**Exercise directions:** What is needed is the number of lines below that contain the string "dark", with no other text.

(Supplied data Opens)

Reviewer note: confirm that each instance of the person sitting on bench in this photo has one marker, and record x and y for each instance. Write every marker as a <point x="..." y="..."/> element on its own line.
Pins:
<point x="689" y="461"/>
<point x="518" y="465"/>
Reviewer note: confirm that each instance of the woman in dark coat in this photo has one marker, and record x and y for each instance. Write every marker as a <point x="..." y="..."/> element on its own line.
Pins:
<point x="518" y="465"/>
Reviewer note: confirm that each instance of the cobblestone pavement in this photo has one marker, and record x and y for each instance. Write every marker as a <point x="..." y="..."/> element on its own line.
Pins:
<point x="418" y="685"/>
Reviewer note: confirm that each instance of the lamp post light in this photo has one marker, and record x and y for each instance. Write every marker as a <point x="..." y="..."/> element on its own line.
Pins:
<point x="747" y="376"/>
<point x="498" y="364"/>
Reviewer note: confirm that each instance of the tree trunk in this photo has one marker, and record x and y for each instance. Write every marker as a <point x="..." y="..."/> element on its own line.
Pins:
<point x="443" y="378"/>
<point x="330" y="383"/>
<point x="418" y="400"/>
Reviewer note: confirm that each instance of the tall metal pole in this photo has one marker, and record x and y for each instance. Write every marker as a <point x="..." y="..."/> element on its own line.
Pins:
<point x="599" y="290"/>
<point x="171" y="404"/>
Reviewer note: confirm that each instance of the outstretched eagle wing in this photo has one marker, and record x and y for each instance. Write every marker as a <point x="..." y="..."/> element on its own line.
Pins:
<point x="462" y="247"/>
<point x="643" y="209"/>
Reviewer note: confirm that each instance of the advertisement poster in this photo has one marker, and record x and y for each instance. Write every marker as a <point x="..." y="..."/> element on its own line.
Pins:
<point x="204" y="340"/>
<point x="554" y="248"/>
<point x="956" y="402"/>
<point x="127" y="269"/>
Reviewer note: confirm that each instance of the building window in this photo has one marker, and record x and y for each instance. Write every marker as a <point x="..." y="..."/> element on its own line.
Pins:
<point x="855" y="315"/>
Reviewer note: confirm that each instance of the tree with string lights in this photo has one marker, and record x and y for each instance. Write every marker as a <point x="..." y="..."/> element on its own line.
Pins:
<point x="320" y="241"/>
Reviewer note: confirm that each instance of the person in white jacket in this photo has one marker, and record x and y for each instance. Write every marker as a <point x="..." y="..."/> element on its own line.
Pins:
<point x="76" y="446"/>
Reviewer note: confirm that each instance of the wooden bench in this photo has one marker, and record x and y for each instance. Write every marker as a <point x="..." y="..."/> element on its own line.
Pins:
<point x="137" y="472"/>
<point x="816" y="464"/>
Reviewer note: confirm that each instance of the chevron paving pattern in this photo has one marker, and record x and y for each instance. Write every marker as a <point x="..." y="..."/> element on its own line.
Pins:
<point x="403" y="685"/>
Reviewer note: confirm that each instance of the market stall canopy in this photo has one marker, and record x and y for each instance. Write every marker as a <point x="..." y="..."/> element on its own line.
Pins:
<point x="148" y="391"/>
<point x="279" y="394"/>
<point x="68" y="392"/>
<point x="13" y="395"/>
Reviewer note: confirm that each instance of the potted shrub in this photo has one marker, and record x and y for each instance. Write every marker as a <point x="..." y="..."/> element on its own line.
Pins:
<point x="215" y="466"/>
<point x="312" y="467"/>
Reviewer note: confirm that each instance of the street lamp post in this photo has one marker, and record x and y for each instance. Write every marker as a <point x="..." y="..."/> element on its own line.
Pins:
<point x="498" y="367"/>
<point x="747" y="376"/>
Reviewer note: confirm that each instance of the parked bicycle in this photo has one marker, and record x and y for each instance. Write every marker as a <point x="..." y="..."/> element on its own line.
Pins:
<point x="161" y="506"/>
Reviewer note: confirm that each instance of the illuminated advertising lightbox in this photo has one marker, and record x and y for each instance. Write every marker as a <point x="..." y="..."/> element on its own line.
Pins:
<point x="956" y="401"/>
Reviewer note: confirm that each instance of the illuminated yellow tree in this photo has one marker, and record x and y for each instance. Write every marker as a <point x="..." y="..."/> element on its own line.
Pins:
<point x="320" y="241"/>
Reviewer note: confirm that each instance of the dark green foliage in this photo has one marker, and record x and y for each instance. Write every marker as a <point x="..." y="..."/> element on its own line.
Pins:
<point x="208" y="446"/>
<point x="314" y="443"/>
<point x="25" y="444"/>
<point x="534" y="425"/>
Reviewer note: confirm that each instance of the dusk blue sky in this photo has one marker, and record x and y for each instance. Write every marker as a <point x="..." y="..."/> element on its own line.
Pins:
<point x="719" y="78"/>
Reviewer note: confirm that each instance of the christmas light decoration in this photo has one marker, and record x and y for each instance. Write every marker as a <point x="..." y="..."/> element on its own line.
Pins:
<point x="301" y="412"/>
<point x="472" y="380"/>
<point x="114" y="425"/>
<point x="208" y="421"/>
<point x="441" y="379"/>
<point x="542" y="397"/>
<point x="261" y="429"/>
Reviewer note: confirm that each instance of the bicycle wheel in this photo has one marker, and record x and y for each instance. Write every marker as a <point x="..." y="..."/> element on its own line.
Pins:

(Supplied data Closes)

**Solution below:** 2